= Requirement A =
Rewrite the essay on the subway from "Yet, especially for" up to and including "of everyday life.", using "routines" in place of "rituals".
= Requirement B =
Decide whether each statement agrees with the essay on the subway, answering yes or no and quoting the words of the essay that settle it.
(i) The subway is always lit by the same light.
(ii) Dialogica brings three Instagram accounts into dialogue.
(iii) The accounts Dialogica pairs are driven by similar research.
= Requirement C =
Carry the essay on the subway further, picking up after its final sentence.

----- Extracted text

A crossing point par excellence, the subway represents the converging point of hundreds of worlds that, in the time of a journey, share a space and time infinitely limited compared to an entire existence.
Yet, especially for those who daily travel by subway, this microcosm becomes extremely familiar, a concentration of recurrences, rituals and rhythms often automatically experienced.
Always lighted by the same light, during the opening hours every action repeats equal to itself, victim of a potentially eternal repetition: an alienation interrupted only by some careful looks, able to grasp the magic (and even the irony) of everyday life.
Thus, the photographic image becomes the ideal tool to capture the true essence of the subway, actually made of hundreds of small details and moments of pure poetry or fun.
To this thousands of posts are dedicated on Instagram, the social that more than all allows us to share immediately the fleeting of a unique and blinding moment in the monotony of always equal days: nothing like Instagram contributes to creating shared visual imaginaries of places, events or people.
In this first appointment, Dialogica wants to put in dialogue two Instagram accounts, which find their habitat in the subway par excellence, the New York one, although driven by two extremely different researches.

----------
----- Supplied data

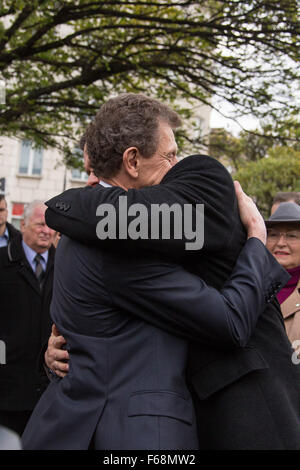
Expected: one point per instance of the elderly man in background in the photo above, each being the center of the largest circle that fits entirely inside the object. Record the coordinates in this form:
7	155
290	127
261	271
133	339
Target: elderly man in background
283	241
290	196
7	230
26	277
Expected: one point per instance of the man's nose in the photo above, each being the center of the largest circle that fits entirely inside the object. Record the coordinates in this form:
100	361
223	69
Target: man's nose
47	230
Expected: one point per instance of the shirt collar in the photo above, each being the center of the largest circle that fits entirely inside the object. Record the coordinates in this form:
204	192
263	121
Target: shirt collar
30	253
105	185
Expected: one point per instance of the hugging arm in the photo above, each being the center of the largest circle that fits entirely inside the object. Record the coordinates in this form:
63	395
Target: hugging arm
175	300
170	298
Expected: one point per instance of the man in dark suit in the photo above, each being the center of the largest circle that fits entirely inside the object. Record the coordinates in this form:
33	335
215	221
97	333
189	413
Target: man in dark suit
25	293
121	393
246	398
7	230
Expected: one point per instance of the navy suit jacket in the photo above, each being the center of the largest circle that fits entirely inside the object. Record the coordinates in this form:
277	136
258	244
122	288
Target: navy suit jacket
246	389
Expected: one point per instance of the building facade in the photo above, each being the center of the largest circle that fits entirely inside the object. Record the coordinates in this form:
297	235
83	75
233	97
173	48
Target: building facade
28	173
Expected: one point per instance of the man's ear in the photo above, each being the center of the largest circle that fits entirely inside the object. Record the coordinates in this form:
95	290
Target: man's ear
131	162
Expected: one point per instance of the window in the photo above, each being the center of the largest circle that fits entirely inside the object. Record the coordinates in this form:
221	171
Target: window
31	159
198	125
17	214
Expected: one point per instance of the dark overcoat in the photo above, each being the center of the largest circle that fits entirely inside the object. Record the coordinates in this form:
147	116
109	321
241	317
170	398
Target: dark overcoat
246	398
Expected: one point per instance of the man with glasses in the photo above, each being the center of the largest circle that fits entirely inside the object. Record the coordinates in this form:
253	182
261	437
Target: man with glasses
26	278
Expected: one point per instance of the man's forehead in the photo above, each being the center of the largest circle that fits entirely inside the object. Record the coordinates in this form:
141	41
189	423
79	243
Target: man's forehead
38	212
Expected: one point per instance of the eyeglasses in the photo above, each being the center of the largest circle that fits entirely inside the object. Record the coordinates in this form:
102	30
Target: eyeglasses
290	237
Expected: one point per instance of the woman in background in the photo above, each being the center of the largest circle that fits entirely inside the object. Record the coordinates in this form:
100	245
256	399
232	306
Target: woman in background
283	241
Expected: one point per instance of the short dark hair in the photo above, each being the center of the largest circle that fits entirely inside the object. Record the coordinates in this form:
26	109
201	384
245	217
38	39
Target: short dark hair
129	120
2	198
287	196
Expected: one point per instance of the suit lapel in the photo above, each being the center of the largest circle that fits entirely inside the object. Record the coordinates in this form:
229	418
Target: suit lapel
17	255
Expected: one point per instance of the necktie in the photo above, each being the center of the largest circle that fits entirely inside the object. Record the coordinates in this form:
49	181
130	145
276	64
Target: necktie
39	272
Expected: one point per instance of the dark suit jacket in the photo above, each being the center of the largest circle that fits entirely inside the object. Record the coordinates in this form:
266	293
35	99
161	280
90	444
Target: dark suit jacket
246	398
24	327
12	231
126	384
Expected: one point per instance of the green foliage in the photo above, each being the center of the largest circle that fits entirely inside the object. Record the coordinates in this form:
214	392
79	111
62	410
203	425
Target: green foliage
262	179
61	59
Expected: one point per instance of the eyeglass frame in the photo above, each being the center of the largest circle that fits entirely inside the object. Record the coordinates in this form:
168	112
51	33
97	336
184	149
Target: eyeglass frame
285	235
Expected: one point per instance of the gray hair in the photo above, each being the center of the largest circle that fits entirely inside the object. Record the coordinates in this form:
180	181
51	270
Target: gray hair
29	209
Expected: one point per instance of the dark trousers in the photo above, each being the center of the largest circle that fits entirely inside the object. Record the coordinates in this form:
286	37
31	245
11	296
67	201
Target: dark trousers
15	420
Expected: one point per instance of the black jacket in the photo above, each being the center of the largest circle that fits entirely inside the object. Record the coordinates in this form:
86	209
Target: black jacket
24	327
246	398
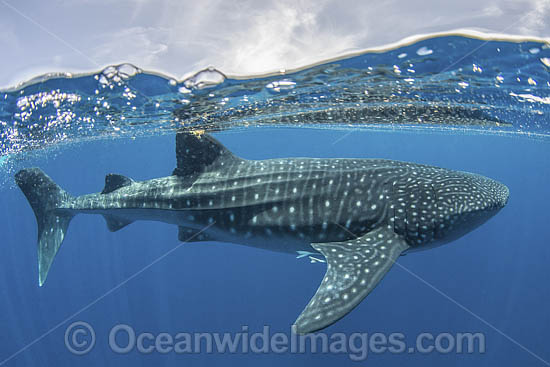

----------

= Response A =
Yet, especially for those who daily travel by subway, this microcosm becomes extremely familiar, a concentration of recurrences, routines and rhythms often automatically experienced.
Always lighted by the same light, during the opening hours every action repeats equal to itself, victim of a potentially eternal repetition: an alienation interrupted only by some careful looks, able to grasp the magic (and even the irony) of everyday life.

= Response B =
(i) Yes: "Always lighted by the same light"
(ii) No: "Dialogica wants to put in dialogue two Instagram accounts"
(iii) No: "driven by two extremely different researches"

= Response C =
Subwaycreatures is a serial profile in which the author Rick McGuire collects photographic contributions and videos of thousands of authors able to capture the funniest and bizarre moments that occur on the subway. The page, active since 2013, has quickly become a social phenomenon and represents one of the most important collectors of images on the New York City subway.
No attention to the composition, the framing or the colors: this creates an independent visual research that does not fear the so-called “ugly” and distances itself from a predefined vision both from a formal point of view and content
The real protagonists of each contribution are in fact only the “creatures” (almost fantastic) populating everyday the subway. Each carousel collects images and/or videos linked together by the same theme: scrolling the feed, it will not be difficult to come across the best and weird disguises met in the subway, or a selection of dogs transported in bags or plastic bags (by law, on New York subways only “handbag dogs” can travel).
On the other hand, the Subwayhands profile is driven by a totally different aesthetic, it’s a project conceived and created by photographer Hannah Ryan who dedicates this account to one of the most communicative parts of our body: the hands.
The hands tell in an honest and sincere state of mind, they do not lie and they speak more than we can imagine, and that’s why Hannah began to photograph them.
Hands shaking, hands flicking, hands holding objects, gloved, cured or neglected hands: every hand becomes a world, a synecdoche that explores feelings, relationships, situations and stories and becomes the kick-off to invent fantastic stories.
In this shots, there are poetry, care and formal homogeneity, they are taken at a close distance, enough to clearly suggest the place where you are (thanks to a cool artificial light that does not hide, indeed, emphasizes the scene), but not too much to break the magic of the moment.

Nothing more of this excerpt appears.